Output, word for word, every line from the line with "Each instance receives one keypoint. Mark the white cloud" through the final line of the data below.

[Data extracted from a collection]

'''

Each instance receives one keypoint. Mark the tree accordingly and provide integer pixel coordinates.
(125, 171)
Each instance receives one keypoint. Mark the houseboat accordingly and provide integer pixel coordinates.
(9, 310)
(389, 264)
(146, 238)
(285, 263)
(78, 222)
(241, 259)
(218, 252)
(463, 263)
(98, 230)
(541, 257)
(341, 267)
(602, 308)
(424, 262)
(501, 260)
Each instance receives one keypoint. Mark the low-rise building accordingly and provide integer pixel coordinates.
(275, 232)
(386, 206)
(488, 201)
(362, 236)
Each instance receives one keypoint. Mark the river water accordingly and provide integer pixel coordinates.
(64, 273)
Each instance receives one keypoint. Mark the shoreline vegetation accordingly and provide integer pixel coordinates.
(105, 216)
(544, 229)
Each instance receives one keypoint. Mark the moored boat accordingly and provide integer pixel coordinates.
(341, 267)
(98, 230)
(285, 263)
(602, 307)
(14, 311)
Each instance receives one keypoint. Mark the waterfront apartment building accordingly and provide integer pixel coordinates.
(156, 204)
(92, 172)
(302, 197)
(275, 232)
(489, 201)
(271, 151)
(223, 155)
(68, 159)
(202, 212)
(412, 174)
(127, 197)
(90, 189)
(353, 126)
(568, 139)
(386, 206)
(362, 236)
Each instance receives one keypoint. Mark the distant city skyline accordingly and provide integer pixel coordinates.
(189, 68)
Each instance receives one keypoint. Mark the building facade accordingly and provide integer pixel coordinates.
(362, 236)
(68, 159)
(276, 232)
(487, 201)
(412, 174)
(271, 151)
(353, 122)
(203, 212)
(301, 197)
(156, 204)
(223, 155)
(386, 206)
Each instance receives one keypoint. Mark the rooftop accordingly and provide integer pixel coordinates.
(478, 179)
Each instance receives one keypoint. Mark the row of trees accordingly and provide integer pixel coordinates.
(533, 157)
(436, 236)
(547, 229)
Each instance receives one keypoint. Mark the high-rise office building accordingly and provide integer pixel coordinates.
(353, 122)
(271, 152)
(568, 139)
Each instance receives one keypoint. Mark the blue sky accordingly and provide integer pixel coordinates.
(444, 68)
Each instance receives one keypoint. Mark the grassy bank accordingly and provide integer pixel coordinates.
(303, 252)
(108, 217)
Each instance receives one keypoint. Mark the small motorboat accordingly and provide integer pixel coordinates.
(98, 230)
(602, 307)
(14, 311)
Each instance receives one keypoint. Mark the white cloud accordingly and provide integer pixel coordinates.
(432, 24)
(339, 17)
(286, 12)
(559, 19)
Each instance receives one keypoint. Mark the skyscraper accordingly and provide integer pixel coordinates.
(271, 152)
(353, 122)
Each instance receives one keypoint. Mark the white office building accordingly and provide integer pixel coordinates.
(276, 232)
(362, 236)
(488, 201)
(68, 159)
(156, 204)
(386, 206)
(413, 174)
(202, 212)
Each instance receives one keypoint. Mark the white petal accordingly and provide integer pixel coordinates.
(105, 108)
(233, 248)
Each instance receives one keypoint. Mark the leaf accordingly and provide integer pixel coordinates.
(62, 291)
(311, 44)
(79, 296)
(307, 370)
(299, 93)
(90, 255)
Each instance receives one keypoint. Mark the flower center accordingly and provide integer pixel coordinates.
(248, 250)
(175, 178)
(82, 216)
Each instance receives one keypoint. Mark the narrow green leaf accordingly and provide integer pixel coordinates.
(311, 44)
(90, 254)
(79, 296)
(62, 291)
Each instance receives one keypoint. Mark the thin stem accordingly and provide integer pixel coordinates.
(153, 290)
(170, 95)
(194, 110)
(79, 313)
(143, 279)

'''

Full response ▸
Each instance receives one keypoint. Mark the white cloud accordingly and provide integer pixel coordinates.
(432, 24)
(339, 17)
(286, 12)
(559, 19)
Each instance receives one keypoint. Mark the skyscraper accordingly and provide integer pixel coordinates.
(271, 152)
(353, 122)
Each instance receives one keypoint. Mark the white office building accordingly and provide integer pixel coordinates.
(276, 232)
(362, 236)
(488, 201)
(68, 159)
(156, 204)
(386, 206)
(413, 174)
(202, 212)
Each instance receives one keypoint. Mark the white petal accordingly and provide integer pixel coordinates.
(105, 108)
(233, 248)
Each instance receives one keypoint. Mark the leaf accordingly and provide integer pixel coordinates.
(62, 291)
(311, 44)
(79, 296)
(307, 370)
(299, 93)
(90, 255)
Each instance receives one keypoint. Mark the flower center accordingly and provide integer pixel coordinates.
(248, 250)
(175, 178)
(82, 216)
Each instance receives one keypoint. Mark the narrow green leaf accordingly and provide integer pixel coordinates.
(311, 44)
(90, 254)
(79, 296)
(62, 291)
Each instance receives one keypoint. Mark the thin stem accordingly and provide integer pixel coordinates.
(153, 290)
(170, 95)
(194, 110)
(79, 313)
(143, 279)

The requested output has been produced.